▶ _Dataset entries_:
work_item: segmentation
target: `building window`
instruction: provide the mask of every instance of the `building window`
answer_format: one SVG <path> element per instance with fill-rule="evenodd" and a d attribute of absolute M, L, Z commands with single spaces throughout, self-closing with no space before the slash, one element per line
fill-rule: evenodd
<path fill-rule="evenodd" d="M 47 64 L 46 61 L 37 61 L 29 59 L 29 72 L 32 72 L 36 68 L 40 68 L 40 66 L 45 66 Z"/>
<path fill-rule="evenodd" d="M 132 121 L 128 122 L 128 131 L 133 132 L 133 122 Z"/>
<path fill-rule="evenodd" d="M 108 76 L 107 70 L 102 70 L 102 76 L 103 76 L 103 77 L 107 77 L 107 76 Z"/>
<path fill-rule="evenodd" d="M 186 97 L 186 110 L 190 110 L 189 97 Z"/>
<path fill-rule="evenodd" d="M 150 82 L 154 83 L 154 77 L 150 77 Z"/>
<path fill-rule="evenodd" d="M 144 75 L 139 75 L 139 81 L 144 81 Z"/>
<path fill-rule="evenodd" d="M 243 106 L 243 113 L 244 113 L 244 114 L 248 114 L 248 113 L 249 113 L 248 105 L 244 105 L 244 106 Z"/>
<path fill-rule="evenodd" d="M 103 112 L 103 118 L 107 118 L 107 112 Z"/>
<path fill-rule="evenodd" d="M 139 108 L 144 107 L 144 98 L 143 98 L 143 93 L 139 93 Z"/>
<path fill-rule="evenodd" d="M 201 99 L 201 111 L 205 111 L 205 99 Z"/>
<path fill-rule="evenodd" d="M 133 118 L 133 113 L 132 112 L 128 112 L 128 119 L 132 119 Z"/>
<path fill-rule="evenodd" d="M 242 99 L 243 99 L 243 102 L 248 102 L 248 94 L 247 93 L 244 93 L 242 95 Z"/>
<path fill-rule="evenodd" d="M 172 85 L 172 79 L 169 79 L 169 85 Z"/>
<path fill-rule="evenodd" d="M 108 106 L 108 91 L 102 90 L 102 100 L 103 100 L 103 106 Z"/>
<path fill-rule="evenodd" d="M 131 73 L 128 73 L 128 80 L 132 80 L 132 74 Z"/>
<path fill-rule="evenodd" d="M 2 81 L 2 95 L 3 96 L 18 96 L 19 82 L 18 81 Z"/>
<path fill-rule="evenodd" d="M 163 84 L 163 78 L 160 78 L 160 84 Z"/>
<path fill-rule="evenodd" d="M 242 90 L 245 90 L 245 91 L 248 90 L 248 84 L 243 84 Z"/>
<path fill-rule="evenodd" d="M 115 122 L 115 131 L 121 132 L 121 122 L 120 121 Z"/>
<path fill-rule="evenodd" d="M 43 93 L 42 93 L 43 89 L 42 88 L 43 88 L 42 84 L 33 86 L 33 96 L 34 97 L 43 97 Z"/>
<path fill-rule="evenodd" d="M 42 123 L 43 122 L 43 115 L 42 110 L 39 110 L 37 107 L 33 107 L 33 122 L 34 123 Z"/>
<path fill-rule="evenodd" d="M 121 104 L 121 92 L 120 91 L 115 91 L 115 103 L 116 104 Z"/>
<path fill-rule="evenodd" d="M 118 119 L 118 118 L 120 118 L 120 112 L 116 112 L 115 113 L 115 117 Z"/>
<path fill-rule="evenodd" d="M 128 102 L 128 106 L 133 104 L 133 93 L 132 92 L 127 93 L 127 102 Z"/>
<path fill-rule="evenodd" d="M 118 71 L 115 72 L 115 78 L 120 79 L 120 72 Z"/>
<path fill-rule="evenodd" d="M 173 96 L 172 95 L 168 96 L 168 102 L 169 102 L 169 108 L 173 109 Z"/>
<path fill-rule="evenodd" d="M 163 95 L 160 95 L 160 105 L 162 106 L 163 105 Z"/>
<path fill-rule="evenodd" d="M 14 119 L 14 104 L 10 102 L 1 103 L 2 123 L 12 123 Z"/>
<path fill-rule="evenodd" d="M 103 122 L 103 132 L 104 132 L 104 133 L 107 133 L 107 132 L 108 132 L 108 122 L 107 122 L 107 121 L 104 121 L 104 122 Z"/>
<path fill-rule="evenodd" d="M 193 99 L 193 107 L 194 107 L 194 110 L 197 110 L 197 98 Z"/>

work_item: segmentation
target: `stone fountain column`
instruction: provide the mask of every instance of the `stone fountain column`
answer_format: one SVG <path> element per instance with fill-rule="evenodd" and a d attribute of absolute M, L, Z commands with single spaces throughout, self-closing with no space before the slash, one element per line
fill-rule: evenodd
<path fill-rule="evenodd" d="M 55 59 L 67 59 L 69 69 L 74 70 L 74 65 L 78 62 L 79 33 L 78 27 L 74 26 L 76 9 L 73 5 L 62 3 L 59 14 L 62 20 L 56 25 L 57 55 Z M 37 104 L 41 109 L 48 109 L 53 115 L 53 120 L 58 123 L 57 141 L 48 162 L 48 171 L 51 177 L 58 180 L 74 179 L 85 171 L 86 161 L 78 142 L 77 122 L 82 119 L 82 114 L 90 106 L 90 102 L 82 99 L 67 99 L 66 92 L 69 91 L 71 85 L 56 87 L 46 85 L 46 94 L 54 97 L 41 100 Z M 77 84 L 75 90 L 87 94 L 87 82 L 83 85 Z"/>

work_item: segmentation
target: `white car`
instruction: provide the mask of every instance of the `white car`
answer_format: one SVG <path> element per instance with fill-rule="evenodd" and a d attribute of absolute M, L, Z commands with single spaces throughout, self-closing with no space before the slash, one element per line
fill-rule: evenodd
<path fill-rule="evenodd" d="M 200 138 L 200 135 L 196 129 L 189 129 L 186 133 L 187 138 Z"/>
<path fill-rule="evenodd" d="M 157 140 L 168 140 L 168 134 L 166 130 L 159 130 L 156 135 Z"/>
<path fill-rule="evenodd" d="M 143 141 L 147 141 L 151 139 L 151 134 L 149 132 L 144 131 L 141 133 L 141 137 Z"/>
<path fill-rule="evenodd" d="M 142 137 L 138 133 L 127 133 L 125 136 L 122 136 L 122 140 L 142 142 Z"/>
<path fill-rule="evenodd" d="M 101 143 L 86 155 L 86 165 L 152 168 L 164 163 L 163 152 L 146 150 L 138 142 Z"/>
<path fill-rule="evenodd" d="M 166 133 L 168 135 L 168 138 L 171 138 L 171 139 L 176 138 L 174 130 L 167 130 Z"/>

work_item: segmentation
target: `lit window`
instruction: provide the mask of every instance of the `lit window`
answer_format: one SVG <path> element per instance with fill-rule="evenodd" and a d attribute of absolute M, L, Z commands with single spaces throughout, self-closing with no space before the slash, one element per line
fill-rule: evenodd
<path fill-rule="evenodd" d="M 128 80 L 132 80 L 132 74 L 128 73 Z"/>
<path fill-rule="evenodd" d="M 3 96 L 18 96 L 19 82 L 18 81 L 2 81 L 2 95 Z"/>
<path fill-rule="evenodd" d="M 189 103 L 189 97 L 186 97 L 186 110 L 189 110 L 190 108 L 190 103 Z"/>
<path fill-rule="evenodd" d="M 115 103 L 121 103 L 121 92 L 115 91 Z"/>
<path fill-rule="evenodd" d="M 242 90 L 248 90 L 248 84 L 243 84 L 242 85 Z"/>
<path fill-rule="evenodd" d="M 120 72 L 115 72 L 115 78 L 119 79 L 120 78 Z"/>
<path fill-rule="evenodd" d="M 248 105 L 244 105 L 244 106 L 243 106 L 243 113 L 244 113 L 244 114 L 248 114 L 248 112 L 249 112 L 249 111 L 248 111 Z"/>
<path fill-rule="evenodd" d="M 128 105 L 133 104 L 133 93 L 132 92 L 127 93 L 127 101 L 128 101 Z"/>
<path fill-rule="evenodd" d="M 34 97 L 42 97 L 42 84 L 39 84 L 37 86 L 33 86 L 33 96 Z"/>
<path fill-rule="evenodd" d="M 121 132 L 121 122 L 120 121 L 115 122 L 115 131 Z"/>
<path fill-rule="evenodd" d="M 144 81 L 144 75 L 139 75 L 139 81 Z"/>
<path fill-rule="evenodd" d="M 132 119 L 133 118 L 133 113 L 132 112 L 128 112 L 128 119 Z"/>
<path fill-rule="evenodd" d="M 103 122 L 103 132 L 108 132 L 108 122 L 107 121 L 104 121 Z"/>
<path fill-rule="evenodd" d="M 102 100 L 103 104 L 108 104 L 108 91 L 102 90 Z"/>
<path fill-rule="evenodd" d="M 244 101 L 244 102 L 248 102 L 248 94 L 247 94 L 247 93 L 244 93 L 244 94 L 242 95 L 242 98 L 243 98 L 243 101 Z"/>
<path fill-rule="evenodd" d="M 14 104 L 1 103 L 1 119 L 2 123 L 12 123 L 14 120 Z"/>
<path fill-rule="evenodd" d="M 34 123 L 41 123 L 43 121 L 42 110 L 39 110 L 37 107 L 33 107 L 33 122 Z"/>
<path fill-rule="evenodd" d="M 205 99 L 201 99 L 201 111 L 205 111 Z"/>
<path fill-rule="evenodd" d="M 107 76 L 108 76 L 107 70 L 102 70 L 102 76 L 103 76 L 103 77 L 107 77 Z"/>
---
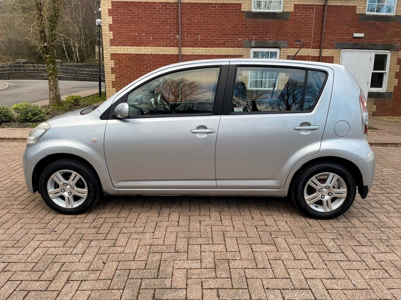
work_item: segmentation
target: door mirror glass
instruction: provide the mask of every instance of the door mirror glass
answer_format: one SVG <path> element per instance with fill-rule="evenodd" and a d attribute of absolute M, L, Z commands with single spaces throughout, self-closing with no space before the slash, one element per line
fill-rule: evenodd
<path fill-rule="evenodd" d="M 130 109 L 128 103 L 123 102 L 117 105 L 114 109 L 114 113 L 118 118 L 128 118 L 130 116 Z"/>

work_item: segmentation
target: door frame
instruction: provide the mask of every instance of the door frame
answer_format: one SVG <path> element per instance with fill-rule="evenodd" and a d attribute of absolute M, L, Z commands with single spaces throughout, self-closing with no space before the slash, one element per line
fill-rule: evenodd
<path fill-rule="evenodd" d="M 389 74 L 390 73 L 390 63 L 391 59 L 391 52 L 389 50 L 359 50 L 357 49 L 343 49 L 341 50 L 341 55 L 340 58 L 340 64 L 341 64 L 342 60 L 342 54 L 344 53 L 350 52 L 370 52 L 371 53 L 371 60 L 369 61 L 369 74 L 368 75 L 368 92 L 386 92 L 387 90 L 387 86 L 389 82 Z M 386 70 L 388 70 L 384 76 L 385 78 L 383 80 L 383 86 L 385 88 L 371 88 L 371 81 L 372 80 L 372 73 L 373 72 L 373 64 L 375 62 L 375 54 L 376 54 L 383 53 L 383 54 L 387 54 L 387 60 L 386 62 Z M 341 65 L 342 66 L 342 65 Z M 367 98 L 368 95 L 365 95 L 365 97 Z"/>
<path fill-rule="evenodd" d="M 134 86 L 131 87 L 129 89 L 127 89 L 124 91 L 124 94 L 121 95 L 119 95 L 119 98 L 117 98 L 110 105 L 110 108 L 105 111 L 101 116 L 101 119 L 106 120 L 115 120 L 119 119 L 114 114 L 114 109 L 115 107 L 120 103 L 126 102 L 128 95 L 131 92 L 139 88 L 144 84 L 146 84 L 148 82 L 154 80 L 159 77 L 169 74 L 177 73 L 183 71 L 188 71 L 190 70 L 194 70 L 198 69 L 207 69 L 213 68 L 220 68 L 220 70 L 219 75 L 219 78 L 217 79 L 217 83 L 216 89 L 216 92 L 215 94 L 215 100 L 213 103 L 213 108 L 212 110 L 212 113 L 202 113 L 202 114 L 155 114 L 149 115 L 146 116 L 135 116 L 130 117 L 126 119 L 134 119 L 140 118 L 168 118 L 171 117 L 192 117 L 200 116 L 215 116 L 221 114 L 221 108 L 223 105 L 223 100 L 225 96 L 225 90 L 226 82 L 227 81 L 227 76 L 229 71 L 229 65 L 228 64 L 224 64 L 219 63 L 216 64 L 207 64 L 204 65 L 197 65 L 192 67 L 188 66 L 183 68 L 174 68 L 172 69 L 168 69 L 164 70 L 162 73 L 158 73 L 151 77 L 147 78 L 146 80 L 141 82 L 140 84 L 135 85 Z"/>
==
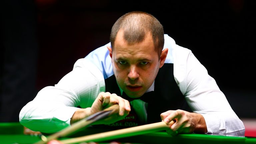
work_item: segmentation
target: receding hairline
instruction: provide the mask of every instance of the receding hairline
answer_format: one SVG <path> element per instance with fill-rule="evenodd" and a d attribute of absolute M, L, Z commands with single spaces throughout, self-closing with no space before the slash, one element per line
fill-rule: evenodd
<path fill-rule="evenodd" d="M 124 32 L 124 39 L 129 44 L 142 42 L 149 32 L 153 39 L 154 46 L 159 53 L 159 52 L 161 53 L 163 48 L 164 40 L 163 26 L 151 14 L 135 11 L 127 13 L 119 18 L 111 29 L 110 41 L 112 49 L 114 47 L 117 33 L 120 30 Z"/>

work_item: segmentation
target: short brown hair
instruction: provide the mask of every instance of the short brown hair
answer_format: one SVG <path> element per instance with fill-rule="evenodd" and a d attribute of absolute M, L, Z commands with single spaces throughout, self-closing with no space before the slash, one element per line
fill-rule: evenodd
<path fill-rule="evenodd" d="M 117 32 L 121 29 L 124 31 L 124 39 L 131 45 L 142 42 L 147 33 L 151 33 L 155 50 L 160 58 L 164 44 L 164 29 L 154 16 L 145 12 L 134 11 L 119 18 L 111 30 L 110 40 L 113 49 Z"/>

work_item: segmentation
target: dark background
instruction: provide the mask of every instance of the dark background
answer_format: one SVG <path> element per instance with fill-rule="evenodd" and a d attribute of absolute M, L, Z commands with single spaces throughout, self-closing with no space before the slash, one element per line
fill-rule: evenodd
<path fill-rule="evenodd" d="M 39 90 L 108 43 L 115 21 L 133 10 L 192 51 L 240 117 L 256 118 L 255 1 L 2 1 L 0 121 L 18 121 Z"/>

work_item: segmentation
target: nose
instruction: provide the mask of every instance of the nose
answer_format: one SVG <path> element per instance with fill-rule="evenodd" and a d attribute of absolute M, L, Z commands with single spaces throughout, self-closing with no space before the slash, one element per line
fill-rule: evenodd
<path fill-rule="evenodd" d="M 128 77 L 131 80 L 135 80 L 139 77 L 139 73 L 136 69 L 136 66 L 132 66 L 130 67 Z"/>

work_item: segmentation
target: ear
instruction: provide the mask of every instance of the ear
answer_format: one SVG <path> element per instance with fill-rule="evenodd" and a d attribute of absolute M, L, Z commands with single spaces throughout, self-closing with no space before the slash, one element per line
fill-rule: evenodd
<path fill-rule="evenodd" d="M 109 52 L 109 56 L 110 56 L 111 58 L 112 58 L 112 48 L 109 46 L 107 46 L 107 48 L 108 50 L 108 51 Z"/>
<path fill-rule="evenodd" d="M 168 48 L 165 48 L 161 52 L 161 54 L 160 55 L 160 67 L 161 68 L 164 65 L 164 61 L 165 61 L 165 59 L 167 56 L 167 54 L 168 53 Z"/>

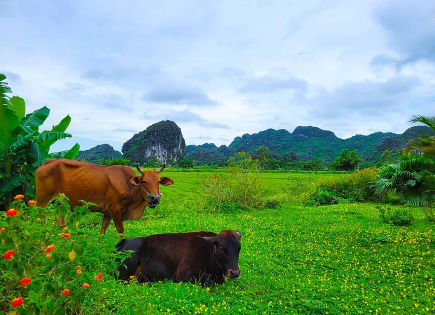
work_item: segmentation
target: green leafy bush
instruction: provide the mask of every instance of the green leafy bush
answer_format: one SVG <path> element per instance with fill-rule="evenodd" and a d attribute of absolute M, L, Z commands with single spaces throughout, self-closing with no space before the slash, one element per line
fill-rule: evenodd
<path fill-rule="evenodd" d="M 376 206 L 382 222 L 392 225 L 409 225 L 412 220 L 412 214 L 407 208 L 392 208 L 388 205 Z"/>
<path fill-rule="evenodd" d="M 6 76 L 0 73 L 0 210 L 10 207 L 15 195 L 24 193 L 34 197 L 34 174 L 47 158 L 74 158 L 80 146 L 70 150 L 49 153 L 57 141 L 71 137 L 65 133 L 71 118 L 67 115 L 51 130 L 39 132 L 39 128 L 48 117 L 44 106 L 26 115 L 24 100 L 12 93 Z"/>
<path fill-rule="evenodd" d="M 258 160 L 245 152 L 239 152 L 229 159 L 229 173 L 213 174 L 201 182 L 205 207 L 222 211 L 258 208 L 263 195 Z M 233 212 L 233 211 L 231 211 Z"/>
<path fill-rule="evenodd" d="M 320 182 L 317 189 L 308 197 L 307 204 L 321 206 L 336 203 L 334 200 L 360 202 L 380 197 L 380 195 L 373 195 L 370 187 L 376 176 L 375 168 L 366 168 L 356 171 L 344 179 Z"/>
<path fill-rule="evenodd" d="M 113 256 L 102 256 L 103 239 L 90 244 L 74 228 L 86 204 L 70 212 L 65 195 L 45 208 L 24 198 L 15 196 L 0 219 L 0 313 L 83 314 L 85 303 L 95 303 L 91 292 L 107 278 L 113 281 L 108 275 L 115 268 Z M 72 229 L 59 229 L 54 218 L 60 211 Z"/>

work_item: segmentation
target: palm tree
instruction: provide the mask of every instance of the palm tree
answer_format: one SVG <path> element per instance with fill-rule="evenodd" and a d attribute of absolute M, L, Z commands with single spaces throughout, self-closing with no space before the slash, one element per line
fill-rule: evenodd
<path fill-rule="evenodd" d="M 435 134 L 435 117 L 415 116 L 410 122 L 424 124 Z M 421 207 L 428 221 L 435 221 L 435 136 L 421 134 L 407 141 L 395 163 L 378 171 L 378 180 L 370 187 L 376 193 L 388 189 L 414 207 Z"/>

▶ _What is being asked_: Gather every line in the records above that contains the string "fountain" and copy each of those lines in full.

▶ _Answer to the exercise_:
target: `stone fountain column`
instruction: provide the mask of every instance of the `stone fountain column`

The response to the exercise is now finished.